- EXERCISE GOAL:
Search the records for the string "below", then copy each line that has it.

....

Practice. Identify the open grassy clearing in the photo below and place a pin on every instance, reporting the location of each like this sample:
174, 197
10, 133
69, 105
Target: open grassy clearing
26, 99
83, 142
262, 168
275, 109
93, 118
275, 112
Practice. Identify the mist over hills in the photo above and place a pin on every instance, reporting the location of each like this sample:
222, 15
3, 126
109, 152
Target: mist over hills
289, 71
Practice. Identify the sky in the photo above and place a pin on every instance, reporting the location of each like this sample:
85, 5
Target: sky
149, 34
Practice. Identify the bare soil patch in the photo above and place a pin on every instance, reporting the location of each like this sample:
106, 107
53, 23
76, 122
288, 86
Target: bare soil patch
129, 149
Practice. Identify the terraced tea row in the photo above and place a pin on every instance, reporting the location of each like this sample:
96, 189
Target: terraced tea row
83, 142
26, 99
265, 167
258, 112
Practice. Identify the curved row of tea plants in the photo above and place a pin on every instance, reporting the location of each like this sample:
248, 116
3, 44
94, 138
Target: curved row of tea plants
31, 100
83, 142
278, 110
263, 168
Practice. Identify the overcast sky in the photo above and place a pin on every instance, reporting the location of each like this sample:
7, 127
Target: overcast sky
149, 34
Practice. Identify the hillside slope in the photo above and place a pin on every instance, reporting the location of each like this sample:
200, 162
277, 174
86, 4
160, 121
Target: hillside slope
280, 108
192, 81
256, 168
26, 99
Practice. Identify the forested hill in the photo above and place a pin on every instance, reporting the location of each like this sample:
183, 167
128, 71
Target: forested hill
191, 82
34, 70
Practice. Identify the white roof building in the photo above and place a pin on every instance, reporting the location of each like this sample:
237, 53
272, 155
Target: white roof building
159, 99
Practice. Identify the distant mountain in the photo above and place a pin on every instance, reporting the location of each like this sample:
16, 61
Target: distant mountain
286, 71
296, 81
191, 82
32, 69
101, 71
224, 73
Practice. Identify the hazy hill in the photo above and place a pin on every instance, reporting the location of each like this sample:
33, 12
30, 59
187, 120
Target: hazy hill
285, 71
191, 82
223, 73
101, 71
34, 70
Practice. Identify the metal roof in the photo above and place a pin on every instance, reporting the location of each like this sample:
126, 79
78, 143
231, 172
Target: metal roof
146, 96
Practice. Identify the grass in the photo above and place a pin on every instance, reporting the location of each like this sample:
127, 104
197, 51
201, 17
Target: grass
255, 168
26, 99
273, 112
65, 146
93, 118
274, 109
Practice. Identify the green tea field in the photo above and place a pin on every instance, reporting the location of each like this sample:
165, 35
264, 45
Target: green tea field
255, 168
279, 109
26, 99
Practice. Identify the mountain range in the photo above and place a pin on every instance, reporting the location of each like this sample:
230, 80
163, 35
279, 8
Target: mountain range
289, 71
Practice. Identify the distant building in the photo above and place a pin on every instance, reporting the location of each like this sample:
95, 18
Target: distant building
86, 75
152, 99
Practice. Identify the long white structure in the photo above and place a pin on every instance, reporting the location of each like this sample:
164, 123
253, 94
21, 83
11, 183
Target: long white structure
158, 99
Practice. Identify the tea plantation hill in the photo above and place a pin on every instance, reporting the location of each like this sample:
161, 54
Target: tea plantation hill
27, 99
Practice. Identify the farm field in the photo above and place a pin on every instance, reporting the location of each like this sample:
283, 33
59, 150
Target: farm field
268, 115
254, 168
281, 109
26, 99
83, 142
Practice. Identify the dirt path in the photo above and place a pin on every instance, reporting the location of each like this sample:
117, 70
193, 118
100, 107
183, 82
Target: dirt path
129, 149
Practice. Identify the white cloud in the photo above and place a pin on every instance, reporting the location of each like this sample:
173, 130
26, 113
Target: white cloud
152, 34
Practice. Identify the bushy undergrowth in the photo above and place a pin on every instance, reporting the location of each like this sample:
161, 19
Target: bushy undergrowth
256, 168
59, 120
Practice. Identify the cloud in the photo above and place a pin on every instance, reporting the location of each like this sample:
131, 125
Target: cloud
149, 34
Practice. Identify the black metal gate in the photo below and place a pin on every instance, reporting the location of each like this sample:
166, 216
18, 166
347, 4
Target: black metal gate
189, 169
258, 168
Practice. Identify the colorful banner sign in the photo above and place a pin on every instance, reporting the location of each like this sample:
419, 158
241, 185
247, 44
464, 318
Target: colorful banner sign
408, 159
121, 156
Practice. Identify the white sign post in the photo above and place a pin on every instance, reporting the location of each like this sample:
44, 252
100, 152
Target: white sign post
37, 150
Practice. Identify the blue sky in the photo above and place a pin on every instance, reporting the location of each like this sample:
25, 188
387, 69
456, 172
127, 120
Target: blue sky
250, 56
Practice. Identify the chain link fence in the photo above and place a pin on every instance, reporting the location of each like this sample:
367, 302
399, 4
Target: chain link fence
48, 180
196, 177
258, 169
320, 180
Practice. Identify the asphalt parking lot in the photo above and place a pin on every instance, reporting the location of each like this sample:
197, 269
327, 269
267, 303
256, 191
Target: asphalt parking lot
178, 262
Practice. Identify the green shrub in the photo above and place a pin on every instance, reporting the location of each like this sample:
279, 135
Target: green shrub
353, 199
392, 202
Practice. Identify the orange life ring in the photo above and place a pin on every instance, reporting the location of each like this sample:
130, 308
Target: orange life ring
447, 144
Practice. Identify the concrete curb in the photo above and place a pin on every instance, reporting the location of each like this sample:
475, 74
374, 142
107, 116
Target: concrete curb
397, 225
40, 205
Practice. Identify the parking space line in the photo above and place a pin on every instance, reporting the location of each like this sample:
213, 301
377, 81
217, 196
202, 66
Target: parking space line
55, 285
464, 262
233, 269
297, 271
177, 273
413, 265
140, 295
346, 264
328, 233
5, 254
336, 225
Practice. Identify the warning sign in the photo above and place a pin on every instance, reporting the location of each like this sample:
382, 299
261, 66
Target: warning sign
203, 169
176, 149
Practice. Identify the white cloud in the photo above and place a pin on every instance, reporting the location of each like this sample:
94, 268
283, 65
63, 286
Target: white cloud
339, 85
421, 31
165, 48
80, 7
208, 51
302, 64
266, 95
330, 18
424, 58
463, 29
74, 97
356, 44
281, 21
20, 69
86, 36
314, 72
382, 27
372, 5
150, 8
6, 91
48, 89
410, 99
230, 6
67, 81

....

- REPLY:
Practice. Identify the open grassy clearing in the photo below and place a pin on every instance, reporting the location of each like this sample:
Practice. Identify the black metal gate in the photo below and place a pin on every instance, reporting the location of each like this sample:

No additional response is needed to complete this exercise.